-- Records to process follows --

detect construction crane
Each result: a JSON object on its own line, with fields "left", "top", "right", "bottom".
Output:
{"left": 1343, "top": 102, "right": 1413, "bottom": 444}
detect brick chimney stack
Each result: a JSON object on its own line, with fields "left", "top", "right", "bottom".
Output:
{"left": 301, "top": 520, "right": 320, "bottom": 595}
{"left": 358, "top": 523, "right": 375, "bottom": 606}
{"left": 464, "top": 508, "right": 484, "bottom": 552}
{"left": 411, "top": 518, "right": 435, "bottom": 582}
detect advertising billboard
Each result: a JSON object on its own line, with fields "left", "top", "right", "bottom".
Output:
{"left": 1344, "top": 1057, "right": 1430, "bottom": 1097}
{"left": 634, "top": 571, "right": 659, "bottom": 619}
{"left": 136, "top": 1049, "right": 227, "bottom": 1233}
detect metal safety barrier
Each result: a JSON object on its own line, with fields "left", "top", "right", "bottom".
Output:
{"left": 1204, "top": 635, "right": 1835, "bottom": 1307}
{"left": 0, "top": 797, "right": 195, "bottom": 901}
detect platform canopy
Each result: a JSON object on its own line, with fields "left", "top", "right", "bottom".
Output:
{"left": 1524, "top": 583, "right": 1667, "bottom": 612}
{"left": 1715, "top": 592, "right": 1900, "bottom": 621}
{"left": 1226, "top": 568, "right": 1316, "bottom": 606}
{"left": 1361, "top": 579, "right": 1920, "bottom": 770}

-- Records to process concluded --

* _Task instructions_: All of the data above must be repeated exactly.

* _Response to this task_:
detect construction crane
Each result: a JSON object on its own line, with fields "left", "top", "right", "bottom".
Output:
{"left": 1343, "top": 102, "right": 1413, "bottom": 444}
detect brick chimney stack
Each result: a JSON object on its own line, with fields "left", "top", "right", "bottom".
Output:
{"left": 301, "top": 520, "right": 320, "bottom": 595}
{"left": 358, "top": 523, "right": 375, "bottom": 606}
{"left": 464, "top": 508, "right": 484, "bottom": 552}
{"left": 411, "top": 518, "right": 435, "bottom": 582}
detect advertising billboard
Each result: a JSON object on its own line, with fields "left", "top", "right", "bottom".
Output:
{"left": 1344, "top": 1057, "right": 1430, "bottom": 1097}
{"left": 634, "top": 571, "right": 659, "bottom": 619}
{"left": 136, "top": 1049, "right": 227, "bottom": 1233}
detect metal safety barrier
Each result: a JSON object on its own line, with fields "left", "top", "right", "bottom".
Output:
{"left": 1204, "top": 635, "right": 1835, "bottom": 1307}
{"left": 0, "top": 797, "right": 195, "bottom": 901}
detect platform canopy
Each result: a JSON object on its own line, with fields "left", "top", "right", "bottom".
Output:
{"left": 1524, "top": 583, "right": 1667, "bottom": 612}
{"left": 1715, "top": 592, "right": 1900, "bottom": 621}
{"left": 1226, "top": 568, "right": 1316, "bottom": 606}
{"left": 1361, "top": 579, "right": 1920, "bottom": 770}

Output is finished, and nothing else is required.